* [TRAVAIL DEMANDÉ]
a: Modifiez le passage de l'extrait sur le litige de fermage qui va de « Les fermiers forment » à « fixer le montant du fermage. » en remplaçant « Cour de Cassation » par « haute juridiction ».
b: D'après l'extrait sur le litige de fermage, à quel moment le rapport d'expertise a-t-il été rendu ?

* [EXTRAIT DU DOCUMENT]
=-=-=
Alors que l'article L.411-50 ne prévoit pas de délai pour agir en fixation des conditions du nouveau bail, le TPBR puis la Cour d'Appel jugent irrecevable l'action du fermier. La Cour d'Appel impose cependant au bailleur des travaux d'amélioration de la maison d'habitation, jugée insalubre selon un rapport de la DDASS réalisé à la demande du fermier (réfection de l'installation électrique, travaux de toiture, changement d'huisseries, etc.)

En 2004, le fermier revient devant le TPBR pour faire réviser le prix, cette fois sur le fondement de l’article L.411-13 du code rural, qui permet d’agir au cours de la 3ème année du bail initial ou renouvelé. En 2005, le TPBR rejette la demande en estimant que le fermier n'apportait pas de preuves suffisantes montrant que le prix du fermage était supérieur de plus de 10% par rapport à la valeur locative de la catégorie du bien concerné. Nous avions présenté une évaluation du fermage réalisée par des bénévoles de l'AFD mais elle n'a pas été retenue.

Christian et son épouse font appel de ce jugement et produisent cette fois une expertise réalisée par un expert foncier agricole. En 2006, la CA de Grenoble confirme la recevabilité de la demande et désigne un expert judiciaire pour évaluer le montant du fermage.

Après plusieurs changements d'experts (3 ou 4 désistements), le rapport d'expertise est rendu début 2009. En mars 2010, soit presque cinq ans après le jugement de 1ère instance, la Cour d'appel refuse la révision du prix du fermage. Selon elle, l'exploitation louée doit être considérée comme une exploitation spécialisée en raison de sa certification AB lors de la conclusion du bail. Elle conclut que les arrêtés préfectoraux ne lui étaient donc pas applicables. Ces arguments-là avaient été largement développés par la partie adverse et par une expertise que nous considérons comme partiale.

Les fermiers forment un pourvoi en cassation contre cet arrêt. En effet, il ne parait pas légitime que les fermiers paient un fermage plus élevé en raison de la certification AB puisque celle-ci est le résultat de leur travail !

Par un arrêt du 13 juillet 2011, la Cour de Cassation casse la décision de Grenoble au motif que, dès lors que les arrêtés préfectoraux prévoient des minimas et maximas pour les productions concernées, ils doivent être appliqués, même aux exploitations en agriculture biologique. Elle renvoie donc les parties devant la Cour d'appel de Grenoble autrement constituée pour fixer le montant du fermage.
=-=-=
* [DONNÉES DE L'EXERCICE]
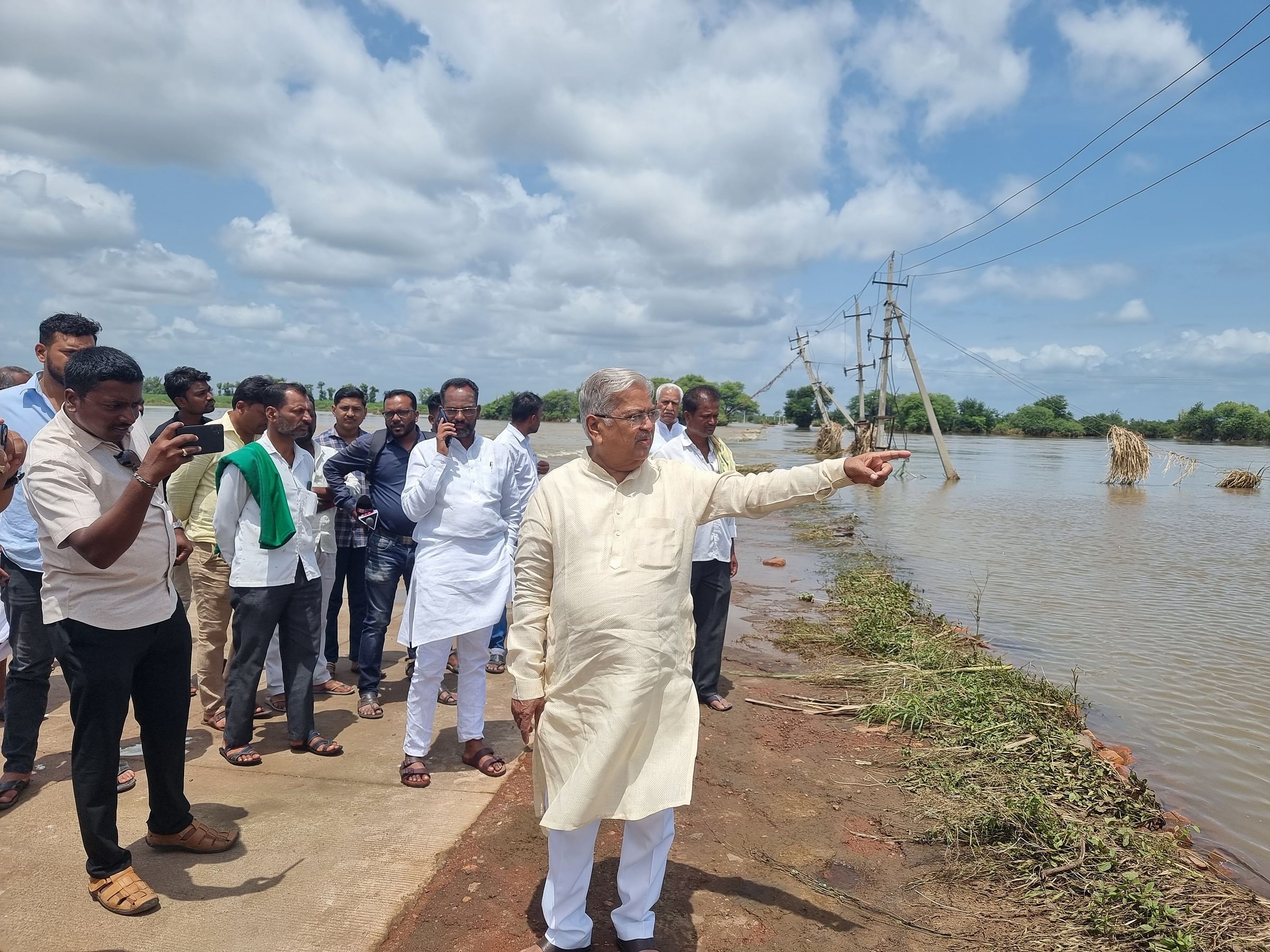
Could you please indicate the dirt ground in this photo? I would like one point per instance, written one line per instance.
(803, 791)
=-=-=
* [RÉPONSES PAR POINT]
a:
Les fermiers forment un pourvoi en cassation contre cet arrêt. En effet, il ne parait pas légitime que les fermiers paient un fermage plus élevé en raison de la certification AB puisque celle-ci est le résultat de leur travail !

Par un arrêt du 13 juillet 2011, la haute juridiction casse la décision de Grenoble au motif que, dès lors que les arrêtés préfectoraux prévoient des minimas et maximas pour les productions concernées, ils doivent être appliqués, même aux exploitations en agriculture biologique. Elle renvoie donc les parties devant la Cour d'appel de Grenoble autrement constituée pour fixer le montant du fermage.

b: Début 2009.